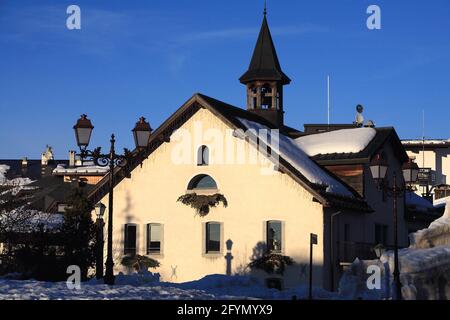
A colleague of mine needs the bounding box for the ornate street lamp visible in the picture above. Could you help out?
[73,114,94,149]
[94,202,106,279]
[132,117,153,150]
[74,114,151,285]
[370,154,419,300]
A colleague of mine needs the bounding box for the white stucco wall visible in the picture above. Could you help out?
[102,109,324,287]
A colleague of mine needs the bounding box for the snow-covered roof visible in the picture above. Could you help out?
[0,206,64,233]
[433,196,450,208]
[295,128,376,157]
[405,192,435,212]
[0,164,9,183]
[402,139,450,145]
[238,118,354,197]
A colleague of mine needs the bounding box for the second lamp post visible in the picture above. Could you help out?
[370,154,419,300]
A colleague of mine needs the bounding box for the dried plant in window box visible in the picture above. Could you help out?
[248,253,294,275]
[177,193,228,217]
[120,254,160,272]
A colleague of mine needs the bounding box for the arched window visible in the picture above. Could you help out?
[188,174,217,190]
[197,146,209,166]
[261,83,272,109]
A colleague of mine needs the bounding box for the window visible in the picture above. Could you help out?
[188,174,217,190]
[344,223,350,242]
[197,146,209,166]
[206,222,220,253]
[267,221,282,252]
[375,223,387,245]
[147,223,163,254]
[124,224,137,256]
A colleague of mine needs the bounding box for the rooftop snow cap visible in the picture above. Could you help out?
[239,14,291,84]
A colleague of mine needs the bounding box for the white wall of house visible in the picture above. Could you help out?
[102,109,324,287]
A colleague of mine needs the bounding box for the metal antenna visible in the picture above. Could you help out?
[327,75,330,126]
[422,109,425,168]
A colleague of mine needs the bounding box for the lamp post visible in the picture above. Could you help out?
[370,154,419,300]
[73,114,151,285]
[95,202,106,279]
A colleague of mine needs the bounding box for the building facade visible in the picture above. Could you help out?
[85,11,418,289]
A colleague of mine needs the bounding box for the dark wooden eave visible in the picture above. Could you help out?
[311,127,408,166]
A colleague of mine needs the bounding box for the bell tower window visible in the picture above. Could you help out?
[261,84,272,109]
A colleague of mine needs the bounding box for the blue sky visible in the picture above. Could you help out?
[0,0,450,159]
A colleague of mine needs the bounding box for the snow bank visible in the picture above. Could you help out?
[409,202,450,249]
[405,191,434,212]
[295,128,376,157]
[0,272,338,300]
[340,203,450,300]
[238,118,353,197]
[53,164,109,174]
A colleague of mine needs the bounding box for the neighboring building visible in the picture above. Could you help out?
[84,11,426,289]
[0,145,108,213]
[402,139,450,200]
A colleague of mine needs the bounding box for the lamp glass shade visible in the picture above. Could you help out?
[370,155,388,181]
[95,202,106,219]
[133,117,152,149]
[402,159,419,184]
[73,114,94,147]
[373,243,386,258]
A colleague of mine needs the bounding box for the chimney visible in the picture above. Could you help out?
[69,150,75,167]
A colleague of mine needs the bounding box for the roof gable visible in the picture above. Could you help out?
[89,94,371,211]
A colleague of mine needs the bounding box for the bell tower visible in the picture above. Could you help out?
[239,8,291,128]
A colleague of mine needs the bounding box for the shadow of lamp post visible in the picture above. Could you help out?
[308,233,318,300]
[225,239,233,276]
[95,202,106,279]
[370,154,419,300]
[73,114,152,285]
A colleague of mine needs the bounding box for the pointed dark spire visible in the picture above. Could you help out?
[239,11,291,84]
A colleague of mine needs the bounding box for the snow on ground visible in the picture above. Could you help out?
[238,118,354,197]
[339,203,450,300]
[295,128,376,157]
[0,273,338,300]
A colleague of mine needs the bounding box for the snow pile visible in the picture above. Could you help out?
[295,128,376,157]
[53,164,109,174]
[0,210,64,233]
[340,203,450,300]
[0,272,338,300]
[409,202,450,249]
[238,118,353,197]
[0,280,236,300]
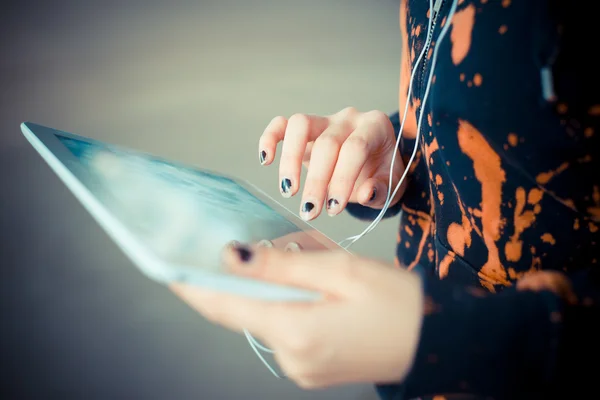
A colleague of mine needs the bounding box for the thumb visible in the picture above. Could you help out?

**Written task:** Put every one of the rows above into a numbered list, leaving out blank lines and the pictures.

**Output for this task:**
1. A colleague of mine needs the bounding box for the ornate street lamp visible in the picture above. Could you help out?
2. [73,114,94,149]
3. [94,202,106,279]
4. [132,117,153,150]
5. [74,114,151,285]
6. [370,154,419,300]
7. A colleague of mine needs the bounding box for the white stucco wall visible in the picture above. Could you help out?
8. [102,109,324,287]
9. A colleague of mine needs the bounding box for the snow-covered roof visible in the picture above. Could you help out?
10. [0,206,64,233]
11. [433,196,450,208]
12. [295,128,376,157]
13. [405,192,435,212]
14. [0,164,9,183]
15. [402,139,450,145]
16. [238,118,354,197]
17. A colleague of mine needs the bounding box for the second lamp post visible in the picture above. Could you help out?
18. [370,154,419,300]
19. A colleague of mine needs the bounding box for the dried plant in window box visible in the picture above. Could you help out?
20. [248,253,294,275]
21. [177,193,228,217]
22. [120,254,160,272]
23. A colleague of mine needs the bounding box for the arched window visible in the picture above. Could you help out?
24. [188,174,217,190]
25. [197,146,209,166]
26. [261,83,272,109]
27. A colleague of mine needs the bounding box for the window visible in the picture above. Could you help out?
28. [188,174,217,190]
29. [344,223,350,242]
30. [197,146,209,166]
31. [206,222,220,253]
32. [267,221,282,252]
33. [375,223,387,245]
34. [147,223,163,254]
35. [124,224,137,256]
36. A colleague of mine needs the bounding box for the rooftop snow cap visible in the picture above. Could you help out?
37. [239,14,291,84]
38. A colleague of mine needs the bounding box for the white wall of house visible in the picture above. Could you help out?
39. [102,109,324,287]
40. A colleague of mine needs the bounding box for the metal antenna visible in the picture above. Could you help out?
41. [327,75,330,126]
42. [422,109,425,168]
43. A colleague of mine needs the bounding box for the lamp post visible in the picture above. Could you help out?
44. [370,154,419,300]
45. [73,114,151,285]
46. [95,202,106,279]
47. A colleague of mine needs the bounding box for the building facade visible in the picture above. Could you help out?
48. [85,11,418,289]
49. A colleague of mine needs the bounding box for the dark wooden eave visible in the picture above. Could you help out?
50. [311,127,408,166]
51. A colleague of mine needs the bounding box for the bell tower window visible in the picture above. Could you help out?
52. [261,84,272,109]
53. A colleague of mine needs the bounding box for the blue sky visible in the picture above. Could you help out?
54. [0,0,450,159]
55. A colleague of mine needs the bounding box for the snow bank visible in the picture above. Could you help out?
56. [409,202,450,249]
57. [405,191,434,212]
58. [295,128,376,157]
59. [0,272,338,300]
60. [340,203,450,300]
61. [238,118,353,197]
62. [53,164,109,174]
63. A colleague of mine needs the bounding box for the neighboring building visible in the picture above. Could you help out?
64. [84,11,426,289]
65. [0,145,108,213]
66. [402,139,450,200]
67. A colleague of mine needs the bounding box for the lamp glass shade visible in the picture above. Could you help out?
68. [370,155,388,181]
69. [95,202,106,219]
70. [133,117,152,149]
71. [402,159,419,184]
72. [73,114,94,147]
73. [373,243,386,258]
74. A colleague of mine needs the bounding box for the chimney visible in the picture above. Could you help out?
75. [69,150,75,167]
76. A colleague of mine needs the bounding box for the roof gable visible in the picture above. Could you help out?
77. [89,94,371,211]
78. A colleague of mine needs the bounding box for the bell tower visible in the picture above. Could you help out?
79. [239,8,291,128]
80. A colleague of mine needs the bounding box for the shadow of lamp post visible in the picture above. Could you help out?
81. [308,233,318,300]
82. [225,239,233,276]
83. [95,202,106,279]
84. [370,154,419,300]
85. [73,114,152,285]
86. A colleague of mine needs the bounding box for the pointed dark spire visible in the picture above. Could you help out?
87. [239,11,291,84]
88. A colleague of mine needs the bounding box for the snow on ground visible in the picture above. Could you help out?
89. [238,118,354,197]
90. [339,203,450,300]
91. [295,128,376,157]
92. [0,273,338,300]
93. A colleague of mine needs the bounding box for the snow pile visible in the picture above. Could you help out?
94. [295,128,376,157]
95. [53,164,109,174]
96. [0,210,64,233]
97. [340,203,450,300]
98. [0,272,338,300]
99. [409,202,450,249]
100. [238,118,353,197]
101. [0,280,236,300]
102. A colleague of mine needs the bounding box for the thumb visible in the picture above. Could you help out?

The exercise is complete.